=== DIRECTIONS FOR THIS TASK ===
Transcribe all of the data verbatim, please, and leave out its pictures.

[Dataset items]
Segment Open

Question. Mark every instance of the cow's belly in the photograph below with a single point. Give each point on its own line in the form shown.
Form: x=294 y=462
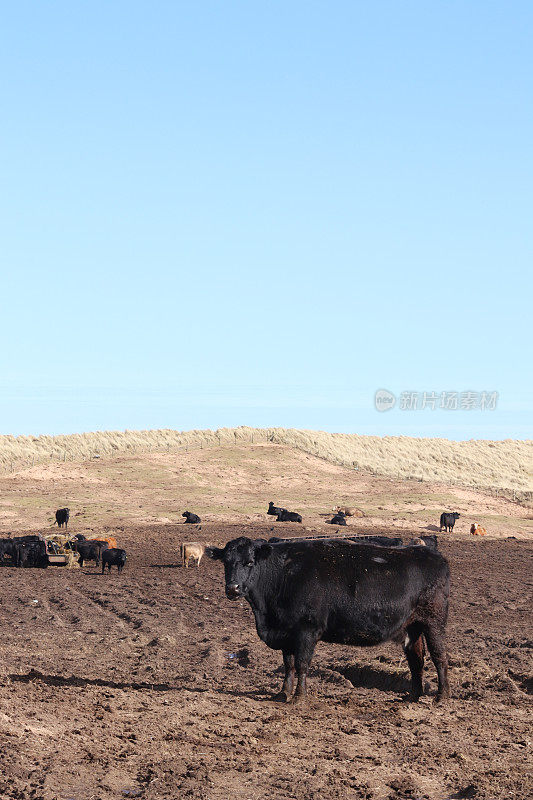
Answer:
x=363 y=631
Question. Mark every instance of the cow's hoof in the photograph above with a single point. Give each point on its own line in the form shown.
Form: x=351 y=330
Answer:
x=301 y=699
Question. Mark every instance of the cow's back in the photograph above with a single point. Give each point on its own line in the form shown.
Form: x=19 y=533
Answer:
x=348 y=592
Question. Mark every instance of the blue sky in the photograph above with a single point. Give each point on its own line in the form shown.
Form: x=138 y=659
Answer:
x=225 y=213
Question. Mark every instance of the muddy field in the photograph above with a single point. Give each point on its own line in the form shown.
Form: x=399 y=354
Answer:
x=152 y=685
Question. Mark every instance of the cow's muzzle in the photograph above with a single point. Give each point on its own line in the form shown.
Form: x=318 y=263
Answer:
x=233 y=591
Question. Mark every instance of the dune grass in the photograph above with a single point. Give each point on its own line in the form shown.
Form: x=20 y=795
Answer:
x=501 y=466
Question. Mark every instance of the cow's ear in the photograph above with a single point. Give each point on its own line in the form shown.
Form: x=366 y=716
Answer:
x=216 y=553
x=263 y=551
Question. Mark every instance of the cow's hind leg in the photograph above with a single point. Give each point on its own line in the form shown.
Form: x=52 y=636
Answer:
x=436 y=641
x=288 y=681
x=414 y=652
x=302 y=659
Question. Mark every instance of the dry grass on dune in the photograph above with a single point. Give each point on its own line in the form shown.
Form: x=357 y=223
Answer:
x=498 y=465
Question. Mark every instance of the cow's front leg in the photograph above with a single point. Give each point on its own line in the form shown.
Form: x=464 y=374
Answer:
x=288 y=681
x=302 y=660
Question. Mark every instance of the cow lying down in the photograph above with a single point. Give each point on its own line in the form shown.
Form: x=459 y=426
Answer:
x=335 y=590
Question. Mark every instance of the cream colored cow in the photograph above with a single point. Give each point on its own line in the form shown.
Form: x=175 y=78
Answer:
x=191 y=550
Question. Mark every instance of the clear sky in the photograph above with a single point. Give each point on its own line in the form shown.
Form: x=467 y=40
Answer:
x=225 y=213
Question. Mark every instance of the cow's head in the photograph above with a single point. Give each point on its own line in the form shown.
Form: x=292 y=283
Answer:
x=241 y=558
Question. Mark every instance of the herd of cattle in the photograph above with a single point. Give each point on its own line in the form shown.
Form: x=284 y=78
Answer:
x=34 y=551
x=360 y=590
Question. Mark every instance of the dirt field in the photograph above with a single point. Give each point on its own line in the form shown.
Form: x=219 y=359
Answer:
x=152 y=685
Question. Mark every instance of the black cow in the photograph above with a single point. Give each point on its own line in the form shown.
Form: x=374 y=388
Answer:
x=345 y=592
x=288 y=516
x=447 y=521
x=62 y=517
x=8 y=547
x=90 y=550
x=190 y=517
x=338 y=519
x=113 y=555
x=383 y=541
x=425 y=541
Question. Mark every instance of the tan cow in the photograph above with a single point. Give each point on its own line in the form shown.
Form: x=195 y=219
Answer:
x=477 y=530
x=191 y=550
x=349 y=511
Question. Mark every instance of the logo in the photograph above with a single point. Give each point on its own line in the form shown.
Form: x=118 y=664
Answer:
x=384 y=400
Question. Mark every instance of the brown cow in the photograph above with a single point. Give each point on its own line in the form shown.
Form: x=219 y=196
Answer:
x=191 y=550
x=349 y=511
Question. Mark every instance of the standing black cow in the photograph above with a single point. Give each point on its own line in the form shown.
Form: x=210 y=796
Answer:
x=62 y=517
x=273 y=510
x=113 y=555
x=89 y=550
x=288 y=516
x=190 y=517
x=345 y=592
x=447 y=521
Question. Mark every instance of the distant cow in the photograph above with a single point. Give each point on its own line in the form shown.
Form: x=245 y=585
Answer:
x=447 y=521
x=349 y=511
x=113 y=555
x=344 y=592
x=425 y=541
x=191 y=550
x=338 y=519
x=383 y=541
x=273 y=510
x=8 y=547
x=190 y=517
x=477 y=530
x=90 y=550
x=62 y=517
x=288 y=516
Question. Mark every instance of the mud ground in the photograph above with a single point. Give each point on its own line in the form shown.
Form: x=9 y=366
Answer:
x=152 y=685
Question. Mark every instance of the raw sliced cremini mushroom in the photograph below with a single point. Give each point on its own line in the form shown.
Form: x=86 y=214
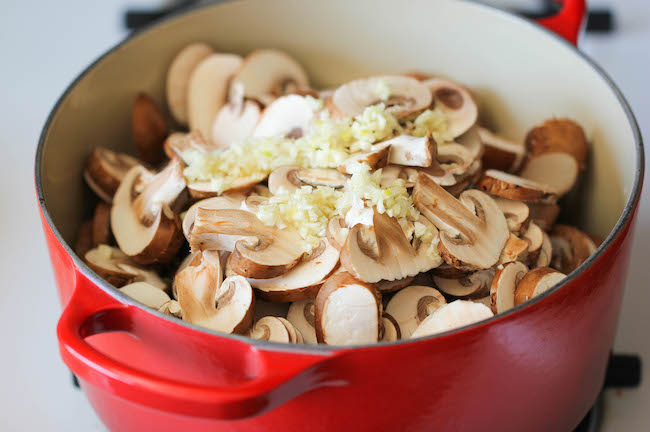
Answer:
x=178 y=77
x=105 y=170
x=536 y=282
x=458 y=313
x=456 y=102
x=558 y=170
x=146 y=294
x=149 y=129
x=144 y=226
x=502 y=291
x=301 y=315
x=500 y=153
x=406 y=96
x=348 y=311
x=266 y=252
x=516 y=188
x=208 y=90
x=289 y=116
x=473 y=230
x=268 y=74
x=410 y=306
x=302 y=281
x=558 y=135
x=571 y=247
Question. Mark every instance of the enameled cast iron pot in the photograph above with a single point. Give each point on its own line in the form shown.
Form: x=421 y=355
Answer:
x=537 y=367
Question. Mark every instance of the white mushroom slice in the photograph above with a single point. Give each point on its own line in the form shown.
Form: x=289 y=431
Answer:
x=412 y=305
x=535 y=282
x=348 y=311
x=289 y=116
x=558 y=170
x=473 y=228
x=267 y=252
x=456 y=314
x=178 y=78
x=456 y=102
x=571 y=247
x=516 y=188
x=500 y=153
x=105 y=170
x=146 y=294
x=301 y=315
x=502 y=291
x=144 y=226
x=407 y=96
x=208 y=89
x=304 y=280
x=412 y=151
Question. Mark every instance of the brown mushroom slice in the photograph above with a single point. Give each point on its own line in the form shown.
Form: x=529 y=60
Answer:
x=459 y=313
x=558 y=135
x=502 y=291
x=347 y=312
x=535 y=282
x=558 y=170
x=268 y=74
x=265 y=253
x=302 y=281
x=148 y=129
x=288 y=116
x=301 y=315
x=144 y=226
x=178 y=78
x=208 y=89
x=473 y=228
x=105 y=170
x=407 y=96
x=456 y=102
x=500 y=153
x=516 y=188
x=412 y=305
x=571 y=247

Segment Closed

=== ANSWER BOX ===
Question. Mark every instance of the cow's belly in the photograph below with a single point. Give each point on its own line in the form shown.
Form: x=294 y=462
Answer:
x=363 y=631
Question. Mark every instance of the cow's hoof in the photograph above with a single point. Give each point on its own line in the form shown.
Form: x=351 y=330
Answer:
x=301 y=699
Question. Mark every instance of the cow's back in the photograph above with a single point. Give each point on its own line in the form shown.
Form: x=19 y=533
Answer:
x=348 y=592
Question. Mark every instance of the blue sky in the photograph above with a single point. Give each point on its own line in the form shown.
Form: x=138 y=659
Answer:
x=225 y=213
Question. Mark every instance of the muddy field in the photograph above with a single point. Give each point on its own line in the form shown.
Form: x=399 y=354
Answer:
x=152 y=685
Question. Mark every instance of the cow's muzzle in the photograph above with a single point. Give each point on its own line in the form shown.
Form: x=318 y=263
Answer:
x=233 y=591
Question. Mark every instance of the dune grass in the photograph above with a single point. Give each point on its own line in the form shown.
Form: x=20 y=795
Answer:
x=501 y=466
Question. Mark every instance of the cow's ear in the photograph above with a single point. Give each point on its own line in the form shown.
Form: x=366 y=716
Answer:
x=216 y=553
x=263 y=551
Question. Mark every instance of the cow's hind leg in the photograph above with a single point. Give each point on its own line in the form shown.
Form: x=52 y=636
Answer:
x=436 y=641
x=288 y=681
x=414 y=652
x=302 y=659
Question. Mark every instance of the dry grass on dune in the photograph above with a single point. Give each point on its own line in the form shown.
Form: x=357 y=223
Answer:
x=498 y=465
Question. Mark every instance of the cow's front leg in the photograph above with a single point. Give each point on its own line in the form shown.
Form: x=464 y=374
Answer:
x=288 y=681
x=302 y=660
Question. Mark every instance of the cow lying down in the photograph above with a single point. Give each point on its own line in the form shown.
Form: x=459 y=426
Answer:
x=335 y=590
Question. Mark every instance of the cream colored cow in the photograph above with a single point. Give each point on its own line in the form shown.
Form: x=175 y=78
Answer:
x=191 y=550
Question. Mark every instance of the clear sky in the photograph above with a single point. Give each point on its own line in the form shown.
Form: x=467 y=40
Answer:
x=225 y=213
Question. Mark every instance of the cow's head in the photograph above with a single point. Give each point on its own line in the form shown.
Form: x=292 y=283
Answer:
x=241 y=558
Question. Mark every instance of the herd of cattle in the photograph above with a single point. Give each point on its own line in the form shown.
Form: x=284 y=78
Answer:
x=34 y=551
x=360 y=590
Question. Mark every instance of the dirt field in the photograph above with a single point. Give each point on its own line in the form shown.
Form: x=219 y=359
Answer:
x=152 y=685
Question. Mark every instance of the black cow in the photograph above with a single point. Give each point on its own line in the form shown.
Form: x=374 y=388
Answer:
x=345 y=592
x=288 y=516
x=447 y=521
x=62 y=517
x=8 y=547
x=90 y=550
x=190 y=517
x=338 y=519
x=113 y=555
x=383 y=541
x=425 y=541
Question. Mark every instance of the tan cow in the photograph above with a single point. Give each point on its own line in the form shown.
Form: x=195 y=219
Answer:
x=477 y=530
x=191 y=550
x=349 y=511
Question. Mark every instance of the logo in the photograph above with a single point. Give each point on its own line in the form shown.
Form: x=118 y=664
Answer:
x=384 y=400
Question. Mark every instance of the brown cow in the photograph above with a single point. Give each point on its own line in the form shown.
Form: x=219 y=196
Answer:
x=191 y=550
x=349 y=511
Question. Mark every instance of the standing black cow in the photograph above with a single point. Give each point on its own line in the form shown.
Form: x=210 y=796
Answer:
x=62 y=517
x=273 y=510
x=113 y=555
x=89 y=550
x=288 y=516
x=190 y=517
x=345 y=592
x=447 y=521
Question. Mark every instance of the distant cow in the photograph above with a single point. Give each point on its own line in the form shown.
Form: x=245 y=585
Answer:
x=447 y=521
x=349 y=511
x=113 y=555
x=344 y=592
x=425 y=541
x=191 y=550
x=338 y=519
x=383 y=541
x=273 y=510
x=8 y=547
x=190 y=517
x=477 y=530
x=90 y=550
x=62 y=517
x=288 y=516
Question. Mark every instance of the mud ground in the photograph above with a single point. Give each point on its own line in the form shown.
Form: x=9 y=366
Answer:
x=152 y=685
Question. Mark every instance of the raw sliced cremini mushroom in the photograph below with a single point. Give each point on its own line in the form shown.
Form: x=86 y=214
Answer:
x=178 y=77
x=105 y=170
x=536 y=282
x=458 y=313
x=456 y=102
x=558 y=170
x=146 y=294
x=149 y=129
x=144 y=226
x=502 y=291
x=301 y=315
x=500 y=153
x=406 y=96
x=348 y=311
x=266 y=252
x=516 y=188
x=208 y=90
x=289 y=116
x=473 y=230
x=268 y=74
x=410 y=306
x=302 y=281
x=558 y=135
x=571 y=247
Question. Mark every instance of the enameled cast iron pot in the photograph above with a single point. Give each point on its own line in the form shown.
Form: x=421 y=355
Answer:
x=537 y=367
Question. Mark every instance of the white mushroom slice in the photograph above with a single point. Give each point on its own line in the form shown.
Form: x=289 y=431
Answer:
x=412 y=305
x=535 y=282
x=348 y=311
x=289 y=116
x=558 y=170
x=473 y=228
x=267 y=252
x=456 y=314
x=178 y=78
x=456 y=102
x=571 y=247
x=516 y=188
x=500 y=153
x=105 y=170
x=146 y=294
x=301 y=315
x=502 y=291
x=144 y=226
x=407 y=96
x=208 y=89
x=304 y=280
x=412 y=151
Question. Mark every instance of the brown mushroom slice in the photograph above with a single point. Give each point on its own line in the form shown.
Form: x=529 y=60
Answer:
x=459 y=313
x=558 y=135
x=502 y=291
x=347 y=312
x=535 y=282
x=558 y=170
x=268 y=74
x=265 y=253
x=302 y=281
x=148 y=129
x=288 y=116
x=301 y=315
x=144 y=226
x=178 y=78
x=208 y=89
x=473 y=228
x=105 y=170
x=407 y=96
x=456 y=102
x=500 y=153
x=516 y=188
x=412 y=305
x=571 y=247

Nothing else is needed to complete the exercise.